Dataset items:
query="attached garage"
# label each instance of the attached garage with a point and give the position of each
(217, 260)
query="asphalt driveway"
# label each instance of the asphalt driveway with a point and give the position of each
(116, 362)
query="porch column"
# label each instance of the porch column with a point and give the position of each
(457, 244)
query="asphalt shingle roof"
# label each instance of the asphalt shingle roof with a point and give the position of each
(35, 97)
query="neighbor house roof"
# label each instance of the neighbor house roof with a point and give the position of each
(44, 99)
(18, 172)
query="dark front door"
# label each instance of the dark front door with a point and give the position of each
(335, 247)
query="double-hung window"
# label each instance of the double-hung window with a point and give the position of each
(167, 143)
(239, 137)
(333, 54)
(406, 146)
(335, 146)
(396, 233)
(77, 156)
--
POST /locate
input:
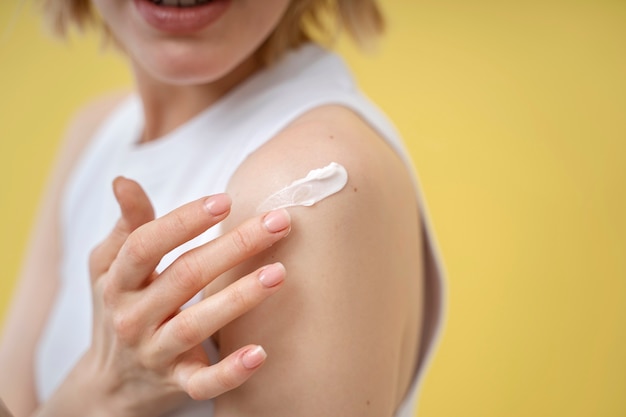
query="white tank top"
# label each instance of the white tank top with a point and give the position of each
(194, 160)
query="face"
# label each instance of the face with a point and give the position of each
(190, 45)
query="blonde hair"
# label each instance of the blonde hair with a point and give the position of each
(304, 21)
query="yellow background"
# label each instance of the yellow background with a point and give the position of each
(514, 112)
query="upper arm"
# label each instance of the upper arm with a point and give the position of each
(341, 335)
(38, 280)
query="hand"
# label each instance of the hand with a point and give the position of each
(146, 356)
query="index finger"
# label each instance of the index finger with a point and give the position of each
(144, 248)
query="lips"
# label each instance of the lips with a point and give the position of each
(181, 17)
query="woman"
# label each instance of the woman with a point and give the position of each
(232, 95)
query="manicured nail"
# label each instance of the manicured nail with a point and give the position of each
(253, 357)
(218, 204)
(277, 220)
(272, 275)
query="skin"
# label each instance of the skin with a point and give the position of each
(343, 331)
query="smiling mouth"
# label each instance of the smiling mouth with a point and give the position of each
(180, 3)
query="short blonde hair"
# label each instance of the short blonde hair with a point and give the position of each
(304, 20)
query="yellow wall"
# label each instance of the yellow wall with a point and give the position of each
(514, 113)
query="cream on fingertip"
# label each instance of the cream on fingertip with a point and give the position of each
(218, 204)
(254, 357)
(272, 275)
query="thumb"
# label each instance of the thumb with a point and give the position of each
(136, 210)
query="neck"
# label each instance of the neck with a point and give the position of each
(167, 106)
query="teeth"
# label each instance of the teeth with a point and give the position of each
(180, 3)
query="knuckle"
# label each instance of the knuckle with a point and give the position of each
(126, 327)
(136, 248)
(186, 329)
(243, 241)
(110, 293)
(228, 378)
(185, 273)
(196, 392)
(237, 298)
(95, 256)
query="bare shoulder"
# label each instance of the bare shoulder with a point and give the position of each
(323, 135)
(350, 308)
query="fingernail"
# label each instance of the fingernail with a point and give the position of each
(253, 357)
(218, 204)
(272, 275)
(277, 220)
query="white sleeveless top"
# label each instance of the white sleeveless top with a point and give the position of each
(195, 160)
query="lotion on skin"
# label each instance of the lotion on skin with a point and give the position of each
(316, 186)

### Direction
Count the lines in the material above that contain the word "cream". Give only the number.

### Complete answer
2